Texto de origem:
==============================

Em 2017, Douglas procurou a Polícia Civil e delatou a facção Bala na Cara, da qual foi integrante em Porto Alegre. Ex-gerente do tráfico no bairro Mario Quintana, relatou aos policiais e ao Ministério Público uma sequência de crimes cometidos a mando do grupo criminoso, com berço no bairro Bom Jesus, na zona leste da Capital.


Na delação, Douglas revelou detalhes sobre o funcionamento da facção e sobre sequestros e esquartejamentos. A confissão gerou, nos últimos dois anos, pelo menos 60 processos por homicídios envolvendo a facção.



"Medo, medo de morrer, não. Na real, eu já tô fazendo hora extra na Terra. Fico espiado. Mas medo, medo de morrer, não tenho, não. Já tive bastante no comecinho. Não sei se já me conformei. Uma hora vão me pegar, isso é certo." DOUGLAS GONÇALVES ROMANO DOS SANTOS. Delator de facção em entrevista a GaúchaZH em março de 2019



Em acordo de colaboração premiada com a Justiça, Douglas foi inserido no programa de proteção a testemunhas e deixou para trás não apenas o bairro ou a Capital. Passou a morar fora do Rio Grande do Sul, sob proteção federal, aguardando o julgamento dos processos no qual era réu. Jurado de morte, mudava-se com frequência de cidade e Estado.

==============================

Entradas a usar:
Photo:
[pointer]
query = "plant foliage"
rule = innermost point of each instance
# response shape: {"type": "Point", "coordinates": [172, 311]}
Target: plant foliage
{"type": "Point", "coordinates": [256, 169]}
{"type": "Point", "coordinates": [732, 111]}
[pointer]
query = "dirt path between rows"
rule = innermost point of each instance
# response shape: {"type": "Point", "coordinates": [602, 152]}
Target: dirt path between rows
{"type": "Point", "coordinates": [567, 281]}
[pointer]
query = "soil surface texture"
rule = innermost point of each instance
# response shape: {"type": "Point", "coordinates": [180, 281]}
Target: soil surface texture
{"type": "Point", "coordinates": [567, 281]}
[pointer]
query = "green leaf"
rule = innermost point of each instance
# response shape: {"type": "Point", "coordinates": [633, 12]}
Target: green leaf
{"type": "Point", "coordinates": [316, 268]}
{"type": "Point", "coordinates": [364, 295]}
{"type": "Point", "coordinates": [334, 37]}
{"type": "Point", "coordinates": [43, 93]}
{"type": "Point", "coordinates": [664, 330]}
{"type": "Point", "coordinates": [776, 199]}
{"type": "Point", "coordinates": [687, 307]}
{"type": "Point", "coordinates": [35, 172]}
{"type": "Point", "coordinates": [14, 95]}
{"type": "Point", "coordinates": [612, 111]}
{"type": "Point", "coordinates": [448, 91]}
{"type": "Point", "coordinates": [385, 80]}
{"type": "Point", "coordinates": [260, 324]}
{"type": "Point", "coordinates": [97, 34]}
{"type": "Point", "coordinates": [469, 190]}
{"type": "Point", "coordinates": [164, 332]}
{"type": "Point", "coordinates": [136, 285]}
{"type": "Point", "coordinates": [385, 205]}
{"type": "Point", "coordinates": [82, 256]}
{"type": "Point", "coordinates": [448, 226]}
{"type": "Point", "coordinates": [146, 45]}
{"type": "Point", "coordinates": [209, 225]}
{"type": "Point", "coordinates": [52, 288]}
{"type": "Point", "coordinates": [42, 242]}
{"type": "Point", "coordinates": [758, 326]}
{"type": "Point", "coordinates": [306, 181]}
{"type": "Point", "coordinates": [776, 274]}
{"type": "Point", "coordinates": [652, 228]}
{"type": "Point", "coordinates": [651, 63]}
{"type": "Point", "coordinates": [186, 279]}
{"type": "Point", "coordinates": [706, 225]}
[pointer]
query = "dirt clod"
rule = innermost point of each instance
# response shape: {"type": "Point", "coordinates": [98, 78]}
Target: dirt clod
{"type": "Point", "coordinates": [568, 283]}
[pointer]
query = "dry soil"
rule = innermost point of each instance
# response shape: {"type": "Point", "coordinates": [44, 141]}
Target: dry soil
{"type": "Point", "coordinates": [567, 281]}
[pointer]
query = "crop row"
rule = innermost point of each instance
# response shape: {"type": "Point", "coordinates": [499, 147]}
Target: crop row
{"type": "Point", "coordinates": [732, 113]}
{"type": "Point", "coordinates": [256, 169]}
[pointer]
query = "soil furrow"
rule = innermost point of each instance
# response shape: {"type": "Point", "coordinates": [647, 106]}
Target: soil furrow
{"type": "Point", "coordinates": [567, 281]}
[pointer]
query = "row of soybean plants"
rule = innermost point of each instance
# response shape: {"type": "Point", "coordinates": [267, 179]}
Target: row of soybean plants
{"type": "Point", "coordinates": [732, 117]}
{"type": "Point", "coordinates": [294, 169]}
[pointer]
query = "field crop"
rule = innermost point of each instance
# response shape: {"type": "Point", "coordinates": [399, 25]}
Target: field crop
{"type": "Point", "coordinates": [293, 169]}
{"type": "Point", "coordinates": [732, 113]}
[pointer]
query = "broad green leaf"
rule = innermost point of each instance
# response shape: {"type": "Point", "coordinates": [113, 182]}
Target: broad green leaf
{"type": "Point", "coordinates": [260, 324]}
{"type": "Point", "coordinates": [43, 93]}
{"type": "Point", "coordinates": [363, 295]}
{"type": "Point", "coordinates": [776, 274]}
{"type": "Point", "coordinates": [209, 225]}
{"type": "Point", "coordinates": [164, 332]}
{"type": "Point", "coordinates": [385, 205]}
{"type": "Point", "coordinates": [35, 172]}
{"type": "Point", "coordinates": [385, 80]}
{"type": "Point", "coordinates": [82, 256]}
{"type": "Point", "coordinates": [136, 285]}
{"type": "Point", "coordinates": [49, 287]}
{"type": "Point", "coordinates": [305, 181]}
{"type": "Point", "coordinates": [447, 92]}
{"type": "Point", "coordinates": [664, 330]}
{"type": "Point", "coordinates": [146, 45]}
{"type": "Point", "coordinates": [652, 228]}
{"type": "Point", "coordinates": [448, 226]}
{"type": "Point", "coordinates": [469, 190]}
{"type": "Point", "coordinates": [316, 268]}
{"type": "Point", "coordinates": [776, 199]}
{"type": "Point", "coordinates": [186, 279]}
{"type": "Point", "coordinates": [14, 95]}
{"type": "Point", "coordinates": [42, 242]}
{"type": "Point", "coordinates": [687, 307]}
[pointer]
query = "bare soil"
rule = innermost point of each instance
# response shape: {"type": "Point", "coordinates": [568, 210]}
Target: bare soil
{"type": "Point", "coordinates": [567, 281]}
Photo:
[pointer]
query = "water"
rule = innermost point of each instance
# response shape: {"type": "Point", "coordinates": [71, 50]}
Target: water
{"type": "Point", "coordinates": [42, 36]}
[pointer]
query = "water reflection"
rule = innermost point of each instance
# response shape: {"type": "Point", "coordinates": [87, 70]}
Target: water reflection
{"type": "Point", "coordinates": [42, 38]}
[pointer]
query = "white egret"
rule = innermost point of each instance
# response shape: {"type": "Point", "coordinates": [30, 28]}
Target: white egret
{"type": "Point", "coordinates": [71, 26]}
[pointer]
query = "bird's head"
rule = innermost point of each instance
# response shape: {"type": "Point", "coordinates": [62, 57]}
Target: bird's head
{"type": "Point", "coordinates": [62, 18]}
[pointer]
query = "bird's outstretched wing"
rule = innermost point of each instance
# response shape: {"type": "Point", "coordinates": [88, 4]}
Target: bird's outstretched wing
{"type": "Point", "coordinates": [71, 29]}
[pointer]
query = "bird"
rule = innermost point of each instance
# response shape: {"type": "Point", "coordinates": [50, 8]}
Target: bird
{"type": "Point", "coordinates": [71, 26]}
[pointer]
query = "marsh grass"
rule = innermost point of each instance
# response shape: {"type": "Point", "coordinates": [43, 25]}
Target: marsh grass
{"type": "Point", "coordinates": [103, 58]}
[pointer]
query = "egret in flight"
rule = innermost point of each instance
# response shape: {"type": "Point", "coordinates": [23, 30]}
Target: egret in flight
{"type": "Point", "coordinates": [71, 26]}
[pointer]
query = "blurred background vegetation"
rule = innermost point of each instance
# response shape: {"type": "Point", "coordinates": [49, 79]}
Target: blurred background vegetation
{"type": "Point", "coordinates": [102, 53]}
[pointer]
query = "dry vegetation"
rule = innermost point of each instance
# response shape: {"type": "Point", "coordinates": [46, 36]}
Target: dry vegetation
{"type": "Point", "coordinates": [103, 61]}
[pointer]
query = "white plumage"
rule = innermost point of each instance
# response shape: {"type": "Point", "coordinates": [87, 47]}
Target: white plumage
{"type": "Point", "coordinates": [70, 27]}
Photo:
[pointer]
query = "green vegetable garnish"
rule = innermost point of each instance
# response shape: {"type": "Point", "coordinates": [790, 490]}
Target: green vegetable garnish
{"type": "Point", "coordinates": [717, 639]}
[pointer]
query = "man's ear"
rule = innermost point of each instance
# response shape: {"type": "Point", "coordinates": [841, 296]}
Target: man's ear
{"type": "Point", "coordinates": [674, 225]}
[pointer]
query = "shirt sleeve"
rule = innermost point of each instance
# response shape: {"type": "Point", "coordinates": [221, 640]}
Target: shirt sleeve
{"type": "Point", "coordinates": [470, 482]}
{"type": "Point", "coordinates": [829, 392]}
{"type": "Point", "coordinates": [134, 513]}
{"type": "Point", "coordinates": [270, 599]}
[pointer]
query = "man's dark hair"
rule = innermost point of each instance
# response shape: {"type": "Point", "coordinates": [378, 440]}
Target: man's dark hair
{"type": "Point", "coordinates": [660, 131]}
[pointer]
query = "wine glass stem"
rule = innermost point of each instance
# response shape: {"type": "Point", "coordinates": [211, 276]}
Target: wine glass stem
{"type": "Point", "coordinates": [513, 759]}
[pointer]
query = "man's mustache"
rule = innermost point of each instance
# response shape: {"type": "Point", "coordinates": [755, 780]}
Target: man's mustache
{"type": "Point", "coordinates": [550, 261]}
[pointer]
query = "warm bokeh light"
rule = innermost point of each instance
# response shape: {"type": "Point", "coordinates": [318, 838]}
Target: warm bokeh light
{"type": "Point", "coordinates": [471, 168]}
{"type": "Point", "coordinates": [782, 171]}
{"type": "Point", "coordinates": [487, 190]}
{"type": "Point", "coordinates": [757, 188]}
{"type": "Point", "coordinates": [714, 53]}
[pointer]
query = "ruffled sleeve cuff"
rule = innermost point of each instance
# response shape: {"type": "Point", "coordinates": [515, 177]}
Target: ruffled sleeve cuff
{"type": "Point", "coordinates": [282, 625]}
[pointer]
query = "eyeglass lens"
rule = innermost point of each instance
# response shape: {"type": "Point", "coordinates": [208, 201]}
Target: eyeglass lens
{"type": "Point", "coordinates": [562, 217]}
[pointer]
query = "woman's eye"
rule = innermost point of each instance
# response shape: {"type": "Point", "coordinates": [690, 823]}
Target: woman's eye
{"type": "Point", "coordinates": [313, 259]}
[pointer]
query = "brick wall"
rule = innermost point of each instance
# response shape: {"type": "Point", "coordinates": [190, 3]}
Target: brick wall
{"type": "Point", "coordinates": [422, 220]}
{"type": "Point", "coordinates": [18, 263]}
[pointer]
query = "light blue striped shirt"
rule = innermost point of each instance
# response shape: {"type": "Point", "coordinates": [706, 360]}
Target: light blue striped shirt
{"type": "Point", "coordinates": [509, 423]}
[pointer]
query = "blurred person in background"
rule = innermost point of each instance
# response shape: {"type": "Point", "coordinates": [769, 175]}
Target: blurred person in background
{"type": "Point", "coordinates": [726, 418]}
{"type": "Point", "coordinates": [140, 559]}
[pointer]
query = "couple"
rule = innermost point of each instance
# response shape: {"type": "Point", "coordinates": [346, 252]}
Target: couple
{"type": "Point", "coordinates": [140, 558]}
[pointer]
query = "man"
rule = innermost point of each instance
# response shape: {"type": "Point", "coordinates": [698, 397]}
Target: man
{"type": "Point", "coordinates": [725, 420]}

==============================

Exercícios:
**A.** Segundo o texto de origem, em que bairro a facção Bala na Cara tem berço?
**B.** Liste todas as linhas das entradas que contêm a palavra "marsh", levando em conta maiúsculas e minúsculas.

Respostas:
**A.** No bairro Bom Jesus, na zona leste da Capital.

**B.**
query = "marsh grass"
Target: marsh grass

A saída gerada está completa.